Exercise objective ▸
Reproduce each item below verbatim, covering all of them, and omit the pictures from your output.

Provided entries ▸

***

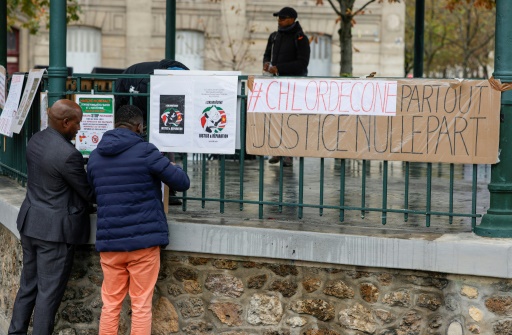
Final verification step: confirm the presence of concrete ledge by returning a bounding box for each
[0,178,512,278]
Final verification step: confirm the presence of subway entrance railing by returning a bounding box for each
[0,74,490,232]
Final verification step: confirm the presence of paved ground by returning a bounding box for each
[0,158,490,235]
[166,158,490,234]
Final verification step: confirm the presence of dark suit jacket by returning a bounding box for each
[17,128,94,244]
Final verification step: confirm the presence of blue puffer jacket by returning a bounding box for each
[87,128,190,251]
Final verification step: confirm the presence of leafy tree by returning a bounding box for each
[405,0,495,78]
[316,0,400,77]
[6,0,80,34]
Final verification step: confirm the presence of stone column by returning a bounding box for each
[125,0,152,66]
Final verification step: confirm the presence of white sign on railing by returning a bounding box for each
[11,69,46,134]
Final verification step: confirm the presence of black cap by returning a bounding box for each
[274,7,297,19]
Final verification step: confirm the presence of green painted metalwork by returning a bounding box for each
[404,162,411,222]
[0,74,490,229]
[413,0,425,78]
[475,0,512,237]
[361,159,367,219]
[425,163,432,227]
[318,158,325,216]
[0,1,7,69]
[381,161,388,225]
[48,0,68,106]
[298,157,304,219]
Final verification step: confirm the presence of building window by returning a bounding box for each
[175,30,204,70]
[67,26,101,73]
[308,33,332,77]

***

Reply ▸
Final verification step: confirm the presence of concrete ledge by returning a bounding box for each
[0,178,512,278]
Final verification step: confirm the presence of subway entrance railing by returning a bounding box for each
[0,74,490,232]
Final verification step: confirm the presence of paved ground by returning a bounding box for each
[0,158,490,235]
[166,158,490,234]
Final verification step: confirm the presence of dark suit jacket by returning a bounding box for each
[17,128,94,244]
Final verification step: confirm the presence of blue puffer jacket by returning a bounding box for each
[87,128,190,251]
Final verification step: confirm the presence of leafy tree by returning a bounding box for each
[405,0,495,78]
[316,0,400,77]
[6,0,80,34]
Final verification step: confirm the presence of stone column by returning a bounding box for each
[125,0,152,66]
Final verification step: confirm the presence of white sign on railing by returning a bounding box for each
[11,69,46,134]
Final verification step: confirm the presence of black cap by returning a bounding box for each
[274,7,297,19]
Final verification step: confirm the presence of green painted metalwork by returning a bounding box for each
[404,162,411,222]
[0,74,490,229]
[413,0,425,78]
[475,0,512,237]
[361,159,367,219]
[425,163,432,227]
[318,158,325,216]
[0,1,7,69]
[381,161,388,225]
[48,0,68,106]
[298,157,304,219]
Final verification step: confirm the presence of building window by returning a bounding box for each
[175,30,204,70]
[67,26,101,73]
[308,33,332,77]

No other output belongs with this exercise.